***** Provided passage
The oath itself is all business. The deponent must say: "If I speak not the truth ... when I and my relations are on land, land animals, as tigers, elephants, buffaloes, poisonous serpents, scorpions, &c, shall seize, crush, and bite us, so that we shall certainly die. Let the calamities occasioned by fire, water, rulers, thieves, and enemies oppress and destroy us, till we perish and come to utter destruction. Let us be subject to all the calamities that are within the body, and all that are without the body. May we be seized with madness, dumbness, blindness, deafness, leprosy and hydrophobia. May we be struck with thunderbolts and lightning, and come to sudden death. In the midst of not speaking truth, may I be taken with vomiting clotted black blood, and suddenly die before the assembled people.
"When I am going by water, may the water nats [spirits] assault me, the boat be upset, and the property lost; and may alligators, porpoises, sharks, or other sea monsters, seize and crush me to death; and when I change worlds, may I not arrive among men or nats, but suffer unmixed punishment and regret, in the utmost wretchedness, among the four states of punishment, Hell, Prita, Beasts and Athurakai."
After that and a lot more, the oath concludes with a few thoughts of hope and cheer.
**********
--- What this exercise asks ---
**a.** Name the four states of punishment listed in the oath passage.
**b.** Reproduce the stretch of the oath passage that opens with the words containing "The oath itself" and closes with "the assembled people.".
**c.** According to the oath passage, how does the oath conclude?
***** Given data
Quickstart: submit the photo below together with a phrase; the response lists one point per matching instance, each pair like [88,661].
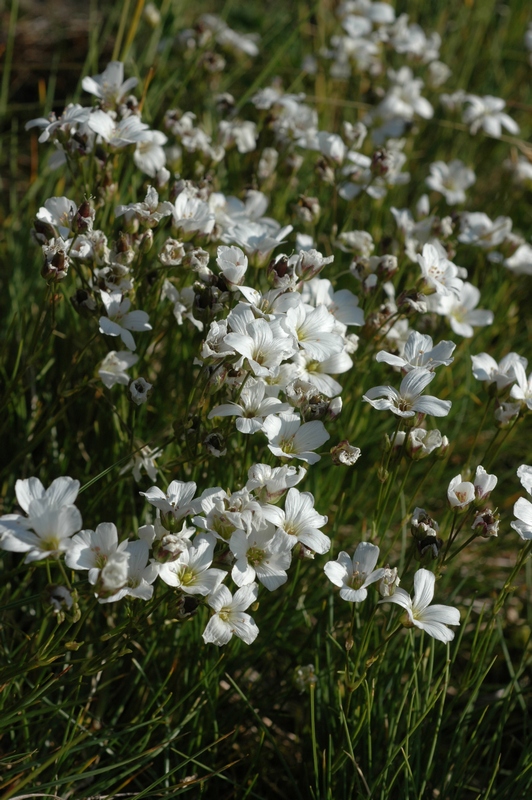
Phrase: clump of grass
[238,157]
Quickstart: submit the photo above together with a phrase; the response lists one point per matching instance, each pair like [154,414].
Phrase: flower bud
[146,241]
[84,218]
[389,582]
[139,390]
[422,525]
[486,523]
[429,547]
[484,484]
[305,678]
[169,547]
[345,454]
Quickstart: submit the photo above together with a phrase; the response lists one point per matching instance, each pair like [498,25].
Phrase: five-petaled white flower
[120,321]
[408,400]
[419,612]
[354,575]
[230,617]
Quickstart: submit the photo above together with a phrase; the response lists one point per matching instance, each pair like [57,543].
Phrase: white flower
[140,574]
[120,320]
[230,617]
[300,520]
[484,483]
[521,261]
[460,493]
[524,473]
[59,212]
[91,550]
[440,274]
[288,438]
[265,554]
[118,134]
[192,215]
[462,313]
[191,571]
[523,390]
[113,368]
[313,331]
[150,211]
[271,483]
[149,155]
[52,529]
[264,345]
[233,264]
[419,351]
[523,507]
[252,408]
[354,575]
[178,501]
[408,400]
[110,85]
[139,390]
[485,368]
[73,116]
[419,614]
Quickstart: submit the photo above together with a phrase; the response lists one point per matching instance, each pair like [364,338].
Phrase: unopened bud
[345,454]
[486,524]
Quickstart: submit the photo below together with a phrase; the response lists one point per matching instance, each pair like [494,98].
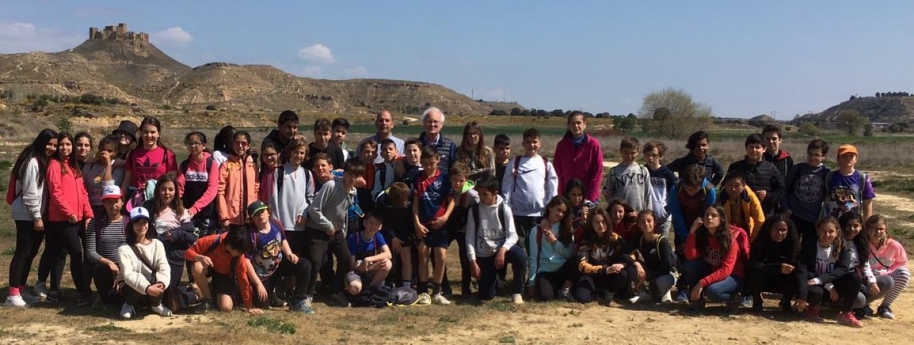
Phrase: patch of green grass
[109,328]
[506,339]
[273,325]
[894,185]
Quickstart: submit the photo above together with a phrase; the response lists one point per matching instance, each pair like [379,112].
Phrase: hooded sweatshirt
[583,162]
[544,256]
[32,196]
[714,172]
[222,264]
[330,207]
[134,272]
[68,194]
[632,184]
[763,176]
[231,201]
[723,265]
[198,186]
[745,211]
[489,237]
[683,214]
[530,187]
[805,191]
[292,196]
[782,160]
**********
--- Per-task outputs ---
**a.** Hell, Prita, Beasts, Athurakai

**b.**
The oath itself is all business. The deponent must say: "If I speak not the truth ... when I and my relations are on land, land animals, as tigers, elephants, buffaloes, poisonous serpents, scorpions, &c, shall seize, crush, and bite us, so that we shall certainly die. Let the calamities occasioned by fire, water, rulers, thieves, and enemies oppress and destroy us, till we perish and come to utter destruction. Let us be subject to all the calamities that are within the body, and all that are without the body. May we be seized with madness, dumbness, blindness, deafness, leprosy and hydrophobia. May we be struck with thunderbolts and lightning, and come to sudden death. In the midst of not speaking truth, may I be taken with vomiting clotted black blood, and suddenly die before the assembled people.

**c.** With a few thoughts of hope and cheer.